[Location identification items]
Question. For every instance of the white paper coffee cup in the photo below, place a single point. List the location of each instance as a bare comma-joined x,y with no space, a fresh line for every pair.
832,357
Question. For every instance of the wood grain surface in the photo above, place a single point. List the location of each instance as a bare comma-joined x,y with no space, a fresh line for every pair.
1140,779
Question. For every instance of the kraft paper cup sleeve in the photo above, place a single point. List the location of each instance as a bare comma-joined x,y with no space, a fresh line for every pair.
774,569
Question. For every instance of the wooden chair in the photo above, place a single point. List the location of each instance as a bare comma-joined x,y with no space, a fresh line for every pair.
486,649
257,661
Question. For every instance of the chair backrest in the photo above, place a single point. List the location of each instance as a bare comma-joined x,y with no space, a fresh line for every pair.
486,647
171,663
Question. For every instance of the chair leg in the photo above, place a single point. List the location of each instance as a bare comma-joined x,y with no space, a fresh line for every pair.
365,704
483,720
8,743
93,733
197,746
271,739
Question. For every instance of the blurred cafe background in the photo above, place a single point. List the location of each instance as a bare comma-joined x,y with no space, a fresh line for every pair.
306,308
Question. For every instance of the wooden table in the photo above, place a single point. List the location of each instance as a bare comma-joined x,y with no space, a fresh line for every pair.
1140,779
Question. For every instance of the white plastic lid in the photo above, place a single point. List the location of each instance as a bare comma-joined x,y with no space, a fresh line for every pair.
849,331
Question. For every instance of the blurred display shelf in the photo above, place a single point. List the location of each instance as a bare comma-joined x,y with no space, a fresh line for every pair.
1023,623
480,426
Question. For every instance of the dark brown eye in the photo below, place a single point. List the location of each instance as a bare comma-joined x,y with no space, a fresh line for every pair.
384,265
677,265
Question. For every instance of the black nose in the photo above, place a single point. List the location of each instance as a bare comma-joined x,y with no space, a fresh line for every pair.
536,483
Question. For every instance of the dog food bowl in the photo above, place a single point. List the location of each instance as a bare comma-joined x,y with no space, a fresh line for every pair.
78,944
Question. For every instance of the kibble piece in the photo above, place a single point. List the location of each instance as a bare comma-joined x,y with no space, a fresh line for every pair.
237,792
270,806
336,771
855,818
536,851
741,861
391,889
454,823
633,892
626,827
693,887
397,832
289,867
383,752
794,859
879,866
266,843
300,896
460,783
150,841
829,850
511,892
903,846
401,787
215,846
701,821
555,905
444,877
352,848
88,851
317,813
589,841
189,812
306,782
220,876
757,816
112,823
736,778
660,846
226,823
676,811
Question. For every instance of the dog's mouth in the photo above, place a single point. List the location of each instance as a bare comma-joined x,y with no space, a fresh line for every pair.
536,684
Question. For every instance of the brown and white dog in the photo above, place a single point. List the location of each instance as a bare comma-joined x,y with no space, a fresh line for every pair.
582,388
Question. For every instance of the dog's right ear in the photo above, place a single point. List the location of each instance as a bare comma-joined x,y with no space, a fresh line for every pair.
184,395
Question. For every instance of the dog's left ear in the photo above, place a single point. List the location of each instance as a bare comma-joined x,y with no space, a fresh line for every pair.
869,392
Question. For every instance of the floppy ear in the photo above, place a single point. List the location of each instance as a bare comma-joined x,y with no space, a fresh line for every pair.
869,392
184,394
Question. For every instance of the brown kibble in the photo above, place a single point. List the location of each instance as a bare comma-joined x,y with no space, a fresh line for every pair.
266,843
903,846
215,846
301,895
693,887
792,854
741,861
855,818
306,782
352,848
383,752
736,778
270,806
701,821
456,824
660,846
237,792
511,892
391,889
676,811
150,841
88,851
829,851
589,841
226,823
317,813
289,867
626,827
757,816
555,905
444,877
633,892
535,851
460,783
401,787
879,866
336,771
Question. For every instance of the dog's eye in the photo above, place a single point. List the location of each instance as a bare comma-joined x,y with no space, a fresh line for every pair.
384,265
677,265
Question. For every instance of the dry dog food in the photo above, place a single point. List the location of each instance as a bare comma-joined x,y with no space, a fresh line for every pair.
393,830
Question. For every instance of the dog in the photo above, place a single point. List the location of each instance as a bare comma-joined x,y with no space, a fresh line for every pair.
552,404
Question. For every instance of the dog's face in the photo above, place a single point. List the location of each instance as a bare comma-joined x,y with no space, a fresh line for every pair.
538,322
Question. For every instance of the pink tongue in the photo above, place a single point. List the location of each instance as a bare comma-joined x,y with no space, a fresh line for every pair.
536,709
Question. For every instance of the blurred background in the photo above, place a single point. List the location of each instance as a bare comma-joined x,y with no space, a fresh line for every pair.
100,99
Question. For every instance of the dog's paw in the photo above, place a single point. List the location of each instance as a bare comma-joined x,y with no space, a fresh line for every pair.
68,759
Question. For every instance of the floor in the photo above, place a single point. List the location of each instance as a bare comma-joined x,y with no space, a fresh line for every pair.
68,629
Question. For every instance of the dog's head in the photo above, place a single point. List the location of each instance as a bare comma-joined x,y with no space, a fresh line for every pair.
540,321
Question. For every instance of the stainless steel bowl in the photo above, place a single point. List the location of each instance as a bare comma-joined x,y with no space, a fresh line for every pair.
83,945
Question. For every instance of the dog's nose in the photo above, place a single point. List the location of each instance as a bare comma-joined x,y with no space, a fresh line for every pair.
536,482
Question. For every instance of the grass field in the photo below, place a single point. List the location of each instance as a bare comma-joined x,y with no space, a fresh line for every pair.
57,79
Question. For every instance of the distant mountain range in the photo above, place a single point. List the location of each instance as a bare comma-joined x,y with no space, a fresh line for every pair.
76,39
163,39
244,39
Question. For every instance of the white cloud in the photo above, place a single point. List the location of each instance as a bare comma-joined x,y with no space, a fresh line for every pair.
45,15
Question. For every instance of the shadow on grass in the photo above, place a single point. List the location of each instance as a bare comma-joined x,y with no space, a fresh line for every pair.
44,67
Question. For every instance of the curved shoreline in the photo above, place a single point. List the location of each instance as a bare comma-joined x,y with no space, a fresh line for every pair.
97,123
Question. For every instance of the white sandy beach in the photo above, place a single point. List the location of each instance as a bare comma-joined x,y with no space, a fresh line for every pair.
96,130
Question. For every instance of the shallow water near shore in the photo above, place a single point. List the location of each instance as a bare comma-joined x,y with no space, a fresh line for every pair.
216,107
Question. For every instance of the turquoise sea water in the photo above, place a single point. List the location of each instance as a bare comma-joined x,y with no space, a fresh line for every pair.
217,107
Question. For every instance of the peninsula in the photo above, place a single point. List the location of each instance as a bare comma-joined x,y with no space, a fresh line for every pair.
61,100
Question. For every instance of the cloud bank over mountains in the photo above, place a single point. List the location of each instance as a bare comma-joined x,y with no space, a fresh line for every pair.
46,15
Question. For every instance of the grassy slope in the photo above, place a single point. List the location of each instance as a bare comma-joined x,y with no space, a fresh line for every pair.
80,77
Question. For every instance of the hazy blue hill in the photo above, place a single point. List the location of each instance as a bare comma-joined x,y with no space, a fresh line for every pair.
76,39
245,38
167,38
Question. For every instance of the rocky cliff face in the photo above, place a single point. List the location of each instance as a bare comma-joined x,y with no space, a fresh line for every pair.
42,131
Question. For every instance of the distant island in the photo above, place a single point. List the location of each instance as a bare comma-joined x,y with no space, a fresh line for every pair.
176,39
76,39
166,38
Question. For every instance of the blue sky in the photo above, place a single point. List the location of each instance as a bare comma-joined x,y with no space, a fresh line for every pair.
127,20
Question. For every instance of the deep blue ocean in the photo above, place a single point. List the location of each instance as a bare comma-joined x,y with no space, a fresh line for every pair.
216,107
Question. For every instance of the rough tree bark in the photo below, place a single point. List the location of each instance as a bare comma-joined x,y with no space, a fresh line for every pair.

> [YOUR GOAL]:
Copy out every line of the data above, exactly as given.

> [RESPONSE BELOW]:
Question. For every instance of the white paper coffee cup in the photo below, place a single point. List the location of each instance as a bare comma-joined x,y with no space, a fresh line for every pair.
832,357
Question. For every instance of the wood grain surface in the photo above, place a single point. List the location of each instance as a bare comma-joined x,y with no space, a fresh line for every pair.
1140,779
Question. For every instance of the kraft paper cup sleeve in the photo above, place a single point. List the location of each instance as a bare comma-joined x,y with no space, a fresh line for every pair.
774,569
Question. For every instance of the wooden chair in the photo above, place a single point. List the location of each instance as a bare comma-joined x,y with no space, a fresh line for every pair.
486,649
257,661
Question. For every instance of the chair backrest in the photo above, place a single point. List the location of each instance as a bare comma-joined x,y with no space, a fresh line for every pair.
486,647
171,663
Question. For every instance of the chair leg in the photo above, place a single point. List the location of each instance as a bare comma-joined x,y with no space, a fresh line for every pair.
365,704
483,720
8,743
93,733
197,746
271,739
Question. For every instance of the blurred cafe background in the photo above, place a single point. List the location of each instance as a bare comma-joined x,y with no space, a fresh line for every pair.
306,308
Question. For every instance of the wooden table in the photo above, place a single point. List the location of each instance as a bare comma-joined x,y with no space, a fresh line for every pair.
1140,779
Question. For every instance of the white plastic lid in the photo above, place a single point. List the location of each instance as a bare comma-joined x,y with no space, a fresh line for every pair.
849,331
Question. For every instance of the blurred display shelf in the photo above, place a single point. List the location of each instance as a bare comma-joined x,y with no space, a fresh line for every pair.
1023,623
480,426
Question. For every instance of the dark brown eye in the photo below, place a single point. List the location of each instance as a bare comma-joined x,y with no space, a fresh line for every pair.
384,265
677,265
Question. For every instance of the black nose in the photo above, place a single point. List the location of each instance as a bare comma-joined x,y with no space, a fresh line for every pair.
536,483
Question. For every instance of the dog food bowl in the photo above, place a single point. List the location of each instance as a bare comma-joined x,y with no space, a fresh line for every pair.
78,944
Question. For every instance of the kibble piece in the photo above, place a single point. List the location of each instance as a bare comma-joined x,y with no space, a fresh line for every pair.
237,792
270,806
336,771
855,818
536,851
741,861
391,889
454,823
633,892
626,827
693,887
397,832
289,867
383,752
794,859
879,866
266,843
300,896
460,783
150,841
829,850
511,892
903,846
401,787
215,846
701,821
555,905
444,877
352,848
88,851
317,813
589,841
189,812
306,782
220,876
757,816
112,823
736,778
660,846
226,823
676,811
Question. For every instance of the dog's mouth in the photo above, place a single point. List the location of each instance as a bare comma-joined x,y with no space, a fresh line for every pair.
536,684
Question. For every instance of the brown and white dog in the photo above, place a single point. List the location of each instance as a bare comma-joined x,y with no space, a fresh line for every pair.
582,388
Question. For every instance of the dog's right ear in the photo above, place a single point. List the location of each instance as a bare comma-joined x,y with no space, a fresh line for every pair.
184,395
Question. For every instance of the dog's left ear in the photo above, place a single point. List the location of each instance as a bare comma-joined x,y with no space, a fresh line for every pair.
869,392
Question. For every instance of the floppy ear in the photo above, place a single point. List the location of each instance as a bare comma-joined x,y with no space, a fresh line for every pair.
869,392
184,394
Question. For every instance of the brown kibble in the photo above, place a single point. List the location of each instance as a bare comma-joined x,y with no space, a fresh line for every pair.
266,843
903,846
215,846
301,895
693,887
792,854
741,861
855,818
306,782
352,848
383,752
736,778
270,806
701,821
456,824
660,846
237,792
511,892
391,889
676,811
150,841
88,851
829,851
589,841
226,823
317,813
289,867
626,827
757,816
555,905
444,877
633,892
535,851
460,783
401,787
879,866
336,771
Question. For every instance of the dog's eye in the photo above, place a single point. List the location of each instance as a bare comma-joined x,y with no space, a fresh line for every pair.
384,265
677,265
Question. For every instance of the dry dog food in the photo above, place a single point. List the location of each instance as a bare comma-joined x,y with no space, a fresh line for every pair.
393,830
Question. For every instance of the dog in the photo above, place a single point. List the location of each instance as a bare comma-joined x,y with no space, a fresh line for every pair.
552,404
Question. For every instance of the dog's face in the photo above, place a single point. List the location of each instance as a bare comma-joined x,y with no space, a fresh line for every pair.
538,322
Question. For every instance of the pink tongue in the photo above, place a single point. List the location of each instance as a bare comma-joined x,y with no space, a fresh line for every pair.
536,709
Question. For every instance of the blurred background in the photo above, place a single point. List the location of each instance as a bare comma-joined x,y with no space, a fresh line for every pair.
100,99
Question. For every instance of the dog's paw in the photo above, place a single point. List the location of each instance as a bare comma-joined x,y with no space, a fresh line for every pair.
68,759
Question. For every instance of the floor in the photo above, place a single point. List the location of each instance as a bare comma-joined x,y with no space, a fresh line for every pair.
68,629
Question. For every instance of the dog's head in the photo above, place a single point. List the location of each instance as a bare comma-joined x,y with no space, a fresh line for every pair.
540,321
Question. For every instance of the stainless steel bowl in the photo above, place a single point. List the location of each instance as a bare comma-joined x,y with no space, a fresh line for every pair.
83,945
Question. For every instance of the dog's nose in the photo above, place a single point. List the location of each instance as a bare comma-joined x,y with no space, a fresh line for every pair.
536,482
Question. For every instance of the grass field in the photo below, place a single point. List the location of each instance as a bare comma-joined x,y with no space, a fresh line for every pair.
57,79
Question. For every instance of the distant mountain range in the photo above, place a single point. List the location of each instance as a bare comma-joined x,y with no space, a fresh line for every pair.
76,39
163,39
244,39
Question. For every instance of the white cloud in the photo above, place a single point. List the location of each instance as a bare comma-joined x,y with no space, a fresh line for every pair.
45,15
Question. For every instance of the shadow on grass in the photo above, place a single point. List the location of each instance as a bare comma-joined x,y with no space, a fresh line for every pair.
44,67
Question. For every instance of the curved shoreline in the photo above, place a single point. List the location of each instance as a bare comma-joined x,y with no space, a fresh line for every pair.
97,123
Question. For every instance of the white sandy beach in the photo above, place a single point. List the location of each instance as a bare comma-joined x,y with no space, a fresh line for every pair.
96,130
Question. For every instance of the shallow water near shore in the photo above, place a single point. List the location of each instance as a bare comma-joined x,y with no space, a fresh line for every pair.
216,107
Question. For every instance of the turquoise sea water in the photo above, place a single point. List the location of each instance as a bare comma-joined x,y with no space, a fresh line for every pair.
217,107
Question. For every instance of the peninsula in the photo above, place a single point. List the location of each instance as a bare comma-joined x,y with no space, a fresh line for every pair.
61,100
Question. For every instance of the cloud bank over mountains in the photo above, place a single point. List the location of each instance as a bare comma-joined x,y with no space, a fresh line for every pair.
46,15
Question. For every instance of the grassy slope in the photo above, place a single point. List the location of each instance as a bare comma-joined x,y with no space, a fresh line for every pair.
80,77
Question. For every instance of the hazy blue hill in the photo above, place a single point. List the location of each instance as a bare comma-joined x,y with no space, a fresh line for every pair.
76,39
245,38
167,38
Question. For every instance of the rocky cliff face in the photo above, place a single point. List the location of each instance as a bare comma-joined x,y with no space, a fresh line for every pair.
42,131
Question. For every instance of the distant island in the photo above, place a single point. List the location of each instance as a bare comma-joined x,y with no space, a fresh line for every pair.
176,39
76,39
166,38
Question. For every instance of the blue sky in the photo above, place a single point. List the location of each instance as a bare comma-joined x,y with no space, a fresh line for every pair.
127,20
Question. For every instance of the deep blue ocean in the photo above, place a single point. List the location of each instance as a bare comma-joined x,y with no space, a fresh line for every pair.
216,107
Question. For every instance of the rough tree bark in the photo below, place a single point. List the location of each instance as a bare comma-joined x,y with no space, a fresh line for every pair.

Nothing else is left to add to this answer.